Blocco di testo |
◆ ◆ ◆ ◆ ◆

Le abitudini alimentari diverse dalle nostre...

Prodotti base dell’alimentazione: aree di diffusione

I cereali hanno sempre rappresentato gli alimenti base delle popolazioni fin dal Neolitico, da quando cioè l’uomo cominciò ad affiancare alle attività della caccia e della raccolta quella dell’agricoltura. Ad ogni latitudine si svilupparono varie specie di cereali: nell’America tropicale il mais, nell’Asia il riso, in Medio Oriente e in Europa il grano, l’orzo, la segale e il farro, in Africa il miglio e il sorgo. Grazie alla loro facilità di trasporto e conservazione, e alla loro commestibilità, i cereali diventarono ben presto prodotti facilmente commerciabili. Il clima temperato è l’habitat ideale per il frumento: Europa, Asia, Russia, Cina, Usa, India e Canada sono infatti i maggiori produttori di grano (il che non esclude che alcuni di essi debbano ricorrere all’importazione per venire incontro alle necessità alimentari della loro popolazione).

Anche in Europa il cereale di base è il grano, però ha un rendimento limitato, infatti può essere coltivato solo in regime di rotazione perché esaurisce il terreno. Questo obbliga a introdurre accanto al grano anche altre colture come legumi e foraggio, che servono sia all’uomo sia al bestiame. Quindi la dieta dei popoli consumatori di grano è stata sempre varia e l’agricoltura, combinata all’allevamento degli animali, si è estesa generalmente a tutto il territorio interessato allo stesso clima, eliminando praticamente le aree forestali.

Nel clima monsonico prospera invece il riso che è la coltura dominante in Cina, Giappone, Filippine, Indocina, Indonesia, Bangladesh, Nepal e India e che è destinato esclusivamente al consumo interno e non all’esportazione. Il riso, al contrario del grano può essere coltivato anche per due raccolti consecutivi nello stesso terreno e ciò permette di sfamare popolazioni più numerose. Le piante tendono a occupare tutto lo spazio disponibile.

La dieta dei popoli delle zone a clima monsonico è molto uniforme (riso e cereali ne costituiscono quasi il 90%).

Nelle zone aride infine (come l’Africa sub-sahariana) vengono coltivati cereali a basso contenuto nutritivo come il sorgo o il miglio. Essi richiedono meno cure e tollerano temperature più elevate.

 

Differenze nell’alimentazione tra Nord e Sud

Mentre nei Paesi più ricchi i cereali incidono nell’alimentazione per il 30% e la dieta è ricca di alimenti di origine animale (carne, latte, uova), in quella dei Paesi in via di sviluppo essi sono fondamentali.

Ma c’è un altro dato più importante che rimanda non solo a fattori ambientali ma soprattutto socio-economici e storici: nella dieta dei Paesi industrializzati il consumo dei prodotti di origine animale (carne, latte, uova) è di gran lunga più rilevante rispetto a quello diretto ai cereali (es. pane, pasta, ecc.)

 

Il consumo di cereali nel mondo (FAO 2004)

◆ ◆ ◆ ◆ ◆

Estratti dei record |
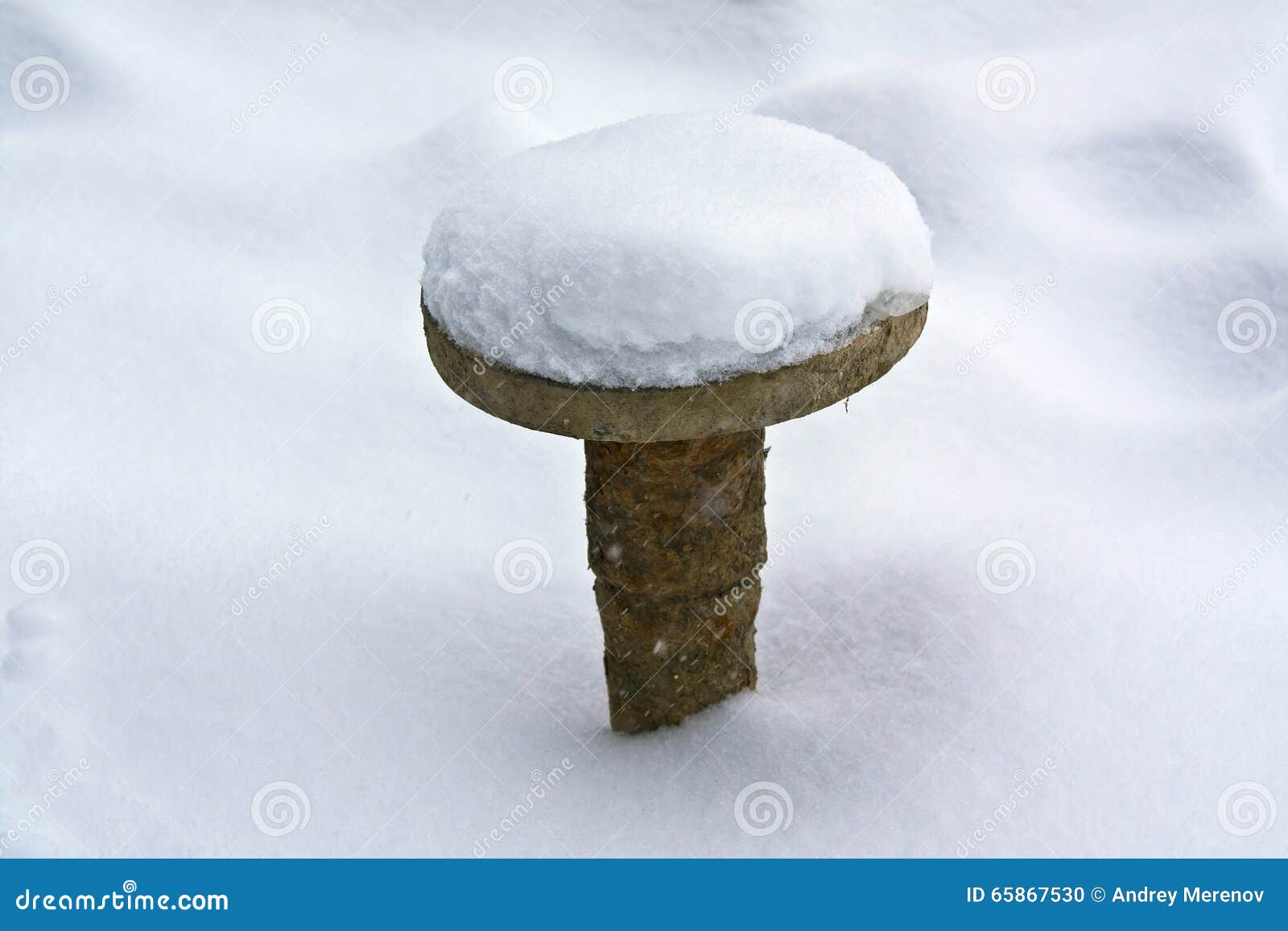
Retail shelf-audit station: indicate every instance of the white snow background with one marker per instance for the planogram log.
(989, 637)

◆ ◆ ◆ ◆ ◆

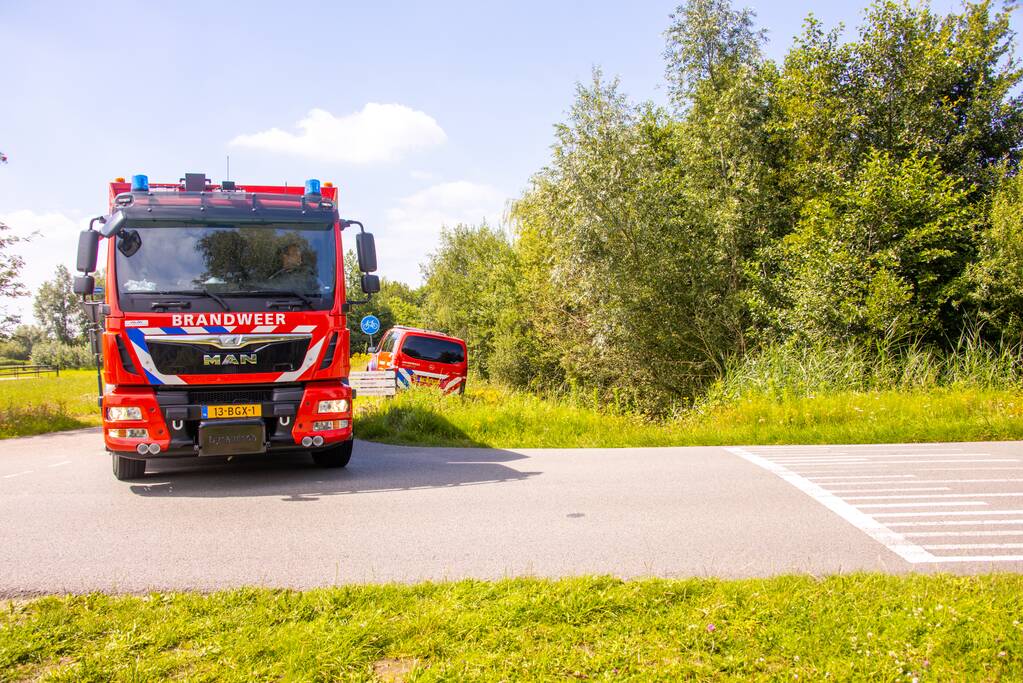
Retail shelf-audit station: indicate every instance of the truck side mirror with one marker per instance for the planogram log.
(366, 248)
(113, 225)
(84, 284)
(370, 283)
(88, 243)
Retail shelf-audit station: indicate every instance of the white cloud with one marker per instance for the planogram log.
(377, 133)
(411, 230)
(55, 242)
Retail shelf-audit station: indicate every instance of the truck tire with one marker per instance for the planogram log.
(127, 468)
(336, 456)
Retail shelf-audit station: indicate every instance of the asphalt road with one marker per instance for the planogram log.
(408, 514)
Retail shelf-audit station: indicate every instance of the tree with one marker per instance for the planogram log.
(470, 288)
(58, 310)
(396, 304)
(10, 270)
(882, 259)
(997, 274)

◆ ◆ ◆ ◆ ◆

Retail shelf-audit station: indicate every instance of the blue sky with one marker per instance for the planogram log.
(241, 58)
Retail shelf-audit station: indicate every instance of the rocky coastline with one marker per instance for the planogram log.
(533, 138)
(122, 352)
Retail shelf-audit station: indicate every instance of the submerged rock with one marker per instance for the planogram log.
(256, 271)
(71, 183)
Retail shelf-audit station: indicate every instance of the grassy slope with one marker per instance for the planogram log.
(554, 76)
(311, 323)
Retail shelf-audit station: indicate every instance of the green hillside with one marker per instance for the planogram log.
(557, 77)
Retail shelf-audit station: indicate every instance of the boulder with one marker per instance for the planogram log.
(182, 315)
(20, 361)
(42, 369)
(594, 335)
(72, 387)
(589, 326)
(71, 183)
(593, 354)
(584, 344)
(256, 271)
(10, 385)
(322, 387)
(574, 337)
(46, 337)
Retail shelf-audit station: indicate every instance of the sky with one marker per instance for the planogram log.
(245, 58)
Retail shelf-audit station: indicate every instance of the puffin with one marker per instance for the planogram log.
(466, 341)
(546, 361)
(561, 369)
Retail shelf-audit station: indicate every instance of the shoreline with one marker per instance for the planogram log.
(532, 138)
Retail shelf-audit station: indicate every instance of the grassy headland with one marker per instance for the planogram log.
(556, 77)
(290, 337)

◆ ◆ ◆ ◆ ◆

Compiti da svolgere |
1 – Secondo il testo sulle abitudini alimentari, quali cereali si coltivano nelle zone aride?
2 – Individua nei record tutte le righe che contengono la parola "white", tenendo conto di maiuscole e minuscole.
Il testo e i record provengono da fonti diverse.

Risultati esercizio |
1 – Il sorgo e il miglio.

2 –
Retail shelf-audit station: indicate every instance of the white snow background with one marker per instance for the planogram log.
Retail shelf-audit station: indicate every instance of the white cloud with one marker per instance for the planogram log.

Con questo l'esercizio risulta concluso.